▶ **Exercise task**
Can you transcribe every line exactly and leave the pictures behind?

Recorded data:
*****
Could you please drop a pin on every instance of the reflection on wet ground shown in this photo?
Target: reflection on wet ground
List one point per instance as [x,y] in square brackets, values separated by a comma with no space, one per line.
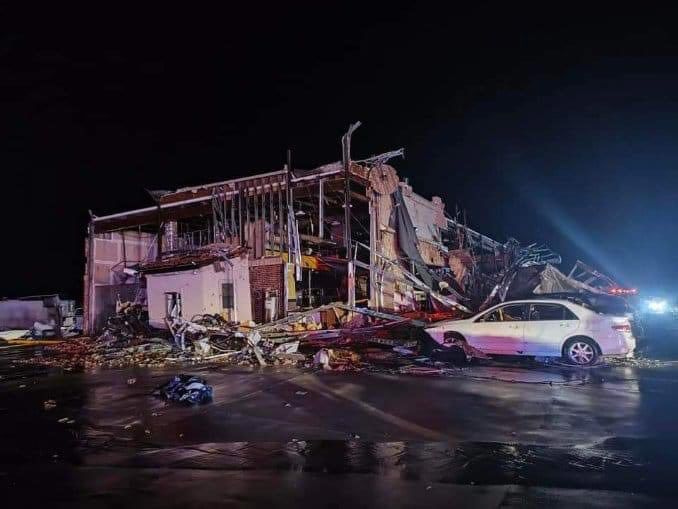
[511,424]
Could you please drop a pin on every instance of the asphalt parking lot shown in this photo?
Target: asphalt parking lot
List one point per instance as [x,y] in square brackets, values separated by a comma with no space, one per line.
[502,433]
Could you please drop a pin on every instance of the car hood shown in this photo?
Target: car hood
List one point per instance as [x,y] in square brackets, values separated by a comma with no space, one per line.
[461,321]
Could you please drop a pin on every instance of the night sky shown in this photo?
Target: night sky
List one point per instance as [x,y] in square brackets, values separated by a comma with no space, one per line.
[554,126]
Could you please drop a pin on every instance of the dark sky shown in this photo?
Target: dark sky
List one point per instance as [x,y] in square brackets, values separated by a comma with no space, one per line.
[556,126]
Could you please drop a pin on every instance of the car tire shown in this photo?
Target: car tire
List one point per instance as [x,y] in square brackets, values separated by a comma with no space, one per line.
[581,351]
[450,337]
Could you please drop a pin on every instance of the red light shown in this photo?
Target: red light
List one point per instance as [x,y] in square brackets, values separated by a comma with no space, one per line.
[622,291]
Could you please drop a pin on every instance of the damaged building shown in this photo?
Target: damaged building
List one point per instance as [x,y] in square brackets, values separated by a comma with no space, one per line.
[259,247]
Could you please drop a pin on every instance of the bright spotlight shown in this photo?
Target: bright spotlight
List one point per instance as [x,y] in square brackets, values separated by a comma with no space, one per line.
[657,306]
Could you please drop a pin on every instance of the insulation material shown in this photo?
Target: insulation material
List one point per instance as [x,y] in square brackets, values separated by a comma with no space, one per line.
[407,240]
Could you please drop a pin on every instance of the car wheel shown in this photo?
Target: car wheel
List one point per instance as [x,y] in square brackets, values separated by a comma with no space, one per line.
[581,351]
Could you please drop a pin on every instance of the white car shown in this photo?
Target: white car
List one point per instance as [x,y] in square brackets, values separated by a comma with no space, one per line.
[543,328]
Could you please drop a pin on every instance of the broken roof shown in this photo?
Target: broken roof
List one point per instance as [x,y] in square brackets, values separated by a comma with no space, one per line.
[189,260]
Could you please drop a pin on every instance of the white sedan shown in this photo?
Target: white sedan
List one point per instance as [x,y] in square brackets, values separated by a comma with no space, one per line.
[541,328]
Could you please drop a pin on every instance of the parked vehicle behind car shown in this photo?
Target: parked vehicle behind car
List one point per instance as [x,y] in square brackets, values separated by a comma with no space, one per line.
[541,328]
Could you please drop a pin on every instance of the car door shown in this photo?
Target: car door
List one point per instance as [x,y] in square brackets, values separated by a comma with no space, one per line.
[546,328]
[500,331]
*****
▶ **Result**
Could you please drop a pin on every instance of the reflection on wet ground shown in this photo?
Target: reflection on wet ground
List one point per instance as [x,y] in square brackets, values separated by a comma with no space, one per line.
[511,424]
Could you please drop a pin on every instance of the asphalt parking lot shown in this photo?
Target: asphalt parking lot
List one point per instance as [x,y] in square brackets, values separated by a comma with no space, one per line.
[502,433]
Could you please drop a pin on every instance of the car hood shown in this photo?
Target: car hood
List one point per instance as [x,y] in square brackets, values separated by a comma with no space, one per line.
[461,321]
Could you please drop a pin on every instance of the night sky shown in this photo?
Target: night sky
List one point per instance as [x,y] in square brackets, values separated by a comma with no space, one per line.
[554,126]
Could you please drop a pin on every instance of the dark sky shown in this photo?
Target: dark sky
List one point per instance as [x,y] in square brackets, values separated by a comma with no space, one per line.
[556,126]
Could you please drop a pin on every instance of the car tire shown in this photo?
Target: car tire
List one point per instance as [x,y] in square brackets, values separated by a comma with no space, one per line.
[581,351]
[450,337]
Could you please drop a pin on every instance of the red light shown in this photo?
Target: red light
List one point per instance as [x,y] in square brackets, values separated by a comma with no space, one per line.
[622,291]
Could you please drop a pin on every instance of the damaged building shown in this photo?
Target: damaged building
List one point per instance as [x,y] in square brackets, values separated by a comma with no space, one per line.
[259,247]
Could you please drop a pin on every instance of the bright spotlight shown in this photo?
Target: bright spotlight
List one point per instance as [x,y] in square brackets, values separated by a comma with no space, one per line.
[657,306]
Could you please drop a pin on every instance of the insulation material shown in this photo?
Target: insulation material
List one point per instance as [x,y] in square brackets, values separated by a comma with no space, one per line.
[407,240]
Could you please drop a pin on every instance of the car wheel shown in this photo?
Target: car wheel
List one point per instance as [x,y] in square brackets, values separated by a comma with no space, one per line.
[581,351]
Could you please drop a pin on every instance of the white car shown in this photo?
Target: white car
List one point per instance as [x,y] in square brackets, values separated by a comma with no space, one per line.
[543,328]
Could you please drop a pin on every instance of the broken roof shown in this photo?
Target: broken roof
List one point per instance as [x,y] in square brackets, values separated by a comma with no space, one per line.
[189,260]
Could you please drop a pin on every instance of the white sedan shown in this photo?
Target: white sedan
List one point per instance as [x,y] in square brackets, values separated by a comma with no space, one per line.
[541,328]
Could you please drop a pin on every instance of the parked vehicle behind car shown in this photo?
Target: parked vehicle behind car
List one point per instance as [x,y] in square brackets, values separated by a comma with no space, one per line.
[541,328]
Could you please drop a pin on every instance of the car door shown in this photo?
Target: car door
List one point per instance as [x,y] in square brackets, values separated by a comma with no space, one per line.
[546,328]
[500,331]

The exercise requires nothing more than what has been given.